─── Reading passage
Universal Influenza Vaccine
Rationale: The currently available flu vaccines must be readministered on a yearly basis because of the high mutability of the circulating flu strains. Furthermore, the long time lag in producing the vaccine relative to the rate of antigenic drift and the high number of circulating strains generally result in a low level of protective immunity (20% – 70%).
Methods overview: We will use a combination of all-atom physics-based computer modeling of antigens based on known structures, machine learning analysis of available influenza (flu) type A and B viral sequences, and affinity maturation simulations to design and optimize hemagglutinin-based vaccination cocktails and administration protocols to elicit broadly-neutralizing influenza antibodies (bnAbs). The predictions will be tested experimentally in mice by our collabrators. An overview of the approach is illustrated in the image below.
──────
─── Data section
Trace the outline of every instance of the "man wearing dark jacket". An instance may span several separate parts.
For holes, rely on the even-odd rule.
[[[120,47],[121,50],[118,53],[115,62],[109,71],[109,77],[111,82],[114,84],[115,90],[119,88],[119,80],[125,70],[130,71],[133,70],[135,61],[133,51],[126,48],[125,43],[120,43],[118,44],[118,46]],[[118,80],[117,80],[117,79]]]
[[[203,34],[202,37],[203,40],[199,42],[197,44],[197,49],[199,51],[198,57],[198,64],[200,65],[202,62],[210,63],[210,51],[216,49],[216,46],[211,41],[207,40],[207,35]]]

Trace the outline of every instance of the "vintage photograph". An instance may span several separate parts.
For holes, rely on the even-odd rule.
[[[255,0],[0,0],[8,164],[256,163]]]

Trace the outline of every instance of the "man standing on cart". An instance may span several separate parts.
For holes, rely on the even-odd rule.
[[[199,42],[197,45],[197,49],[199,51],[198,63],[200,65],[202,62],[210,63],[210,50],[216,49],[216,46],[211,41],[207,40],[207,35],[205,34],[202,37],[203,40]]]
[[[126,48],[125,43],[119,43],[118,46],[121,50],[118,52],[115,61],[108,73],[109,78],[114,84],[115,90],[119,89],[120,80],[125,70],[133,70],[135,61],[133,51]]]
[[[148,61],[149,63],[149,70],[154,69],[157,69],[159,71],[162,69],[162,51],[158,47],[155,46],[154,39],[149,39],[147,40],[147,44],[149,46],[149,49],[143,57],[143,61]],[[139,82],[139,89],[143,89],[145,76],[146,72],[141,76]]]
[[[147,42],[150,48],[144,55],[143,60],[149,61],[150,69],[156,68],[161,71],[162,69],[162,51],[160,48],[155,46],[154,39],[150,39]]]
──────
─── Data section
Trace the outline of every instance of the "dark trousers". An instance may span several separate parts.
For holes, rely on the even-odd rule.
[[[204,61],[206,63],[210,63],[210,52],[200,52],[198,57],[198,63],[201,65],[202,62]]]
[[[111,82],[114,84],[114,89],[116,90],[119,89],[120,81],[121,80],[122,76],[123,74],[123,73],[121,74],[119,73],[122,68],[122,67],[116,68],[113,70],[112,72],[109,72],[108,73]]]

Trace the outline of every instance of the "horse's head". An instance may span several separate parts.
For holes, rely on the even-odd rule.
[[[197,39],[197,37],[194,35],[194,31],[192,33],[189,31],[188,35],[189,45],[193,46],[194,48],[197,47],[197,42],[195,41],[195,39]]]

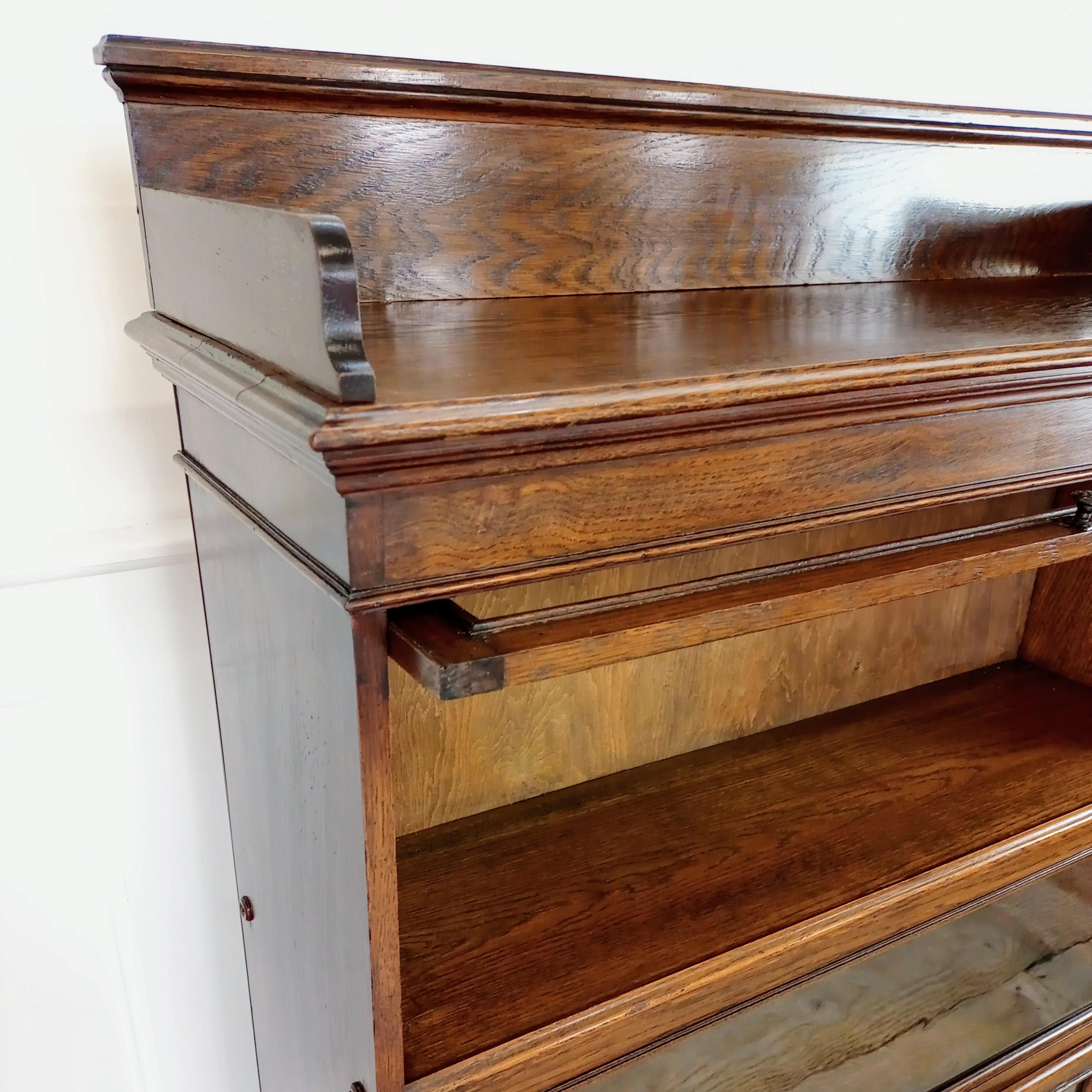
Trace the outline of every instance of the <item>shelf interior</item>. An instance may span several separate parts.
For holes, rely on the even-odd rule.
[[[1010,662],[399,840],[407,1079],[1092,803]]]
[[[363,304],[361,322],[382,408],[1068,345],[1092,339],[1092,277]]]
──────
**Try it:**
Continue the universal influenza vaccine text above, starting after its last sentence.

**Written response:**
The essential idea of the proposed research is to design antigen vaccination cocktails and their administration schedules to bridge the gap between an antigen that activates a germline and antigens that cover the antigenic space of known viral strains. The inter-antigen distance in the designed cocktail will be kept sufficiently small to reinforce the memory of the adaptive immunity against previously encountered antigens, yet large enough to guide it to explore the space of diverse influenza strains. This strategy maximizes the probability that the immunized host will be able to develop a more rapid response to an emerging seasonal or a pandemic strain than is possible with current seasonal vaccines, and, if successful, will be a step toward a universal permanent vaccine. The approach is organized into three steps:
1. Design of initial antigen cocktails using influenza sequence databases.
2. Optimization of antigen cocktails by affinity maturation (AM) antibody simulations.
3. Testing of proposed vaccination cocktails will be done by experimental collaborators in mice and ferrets.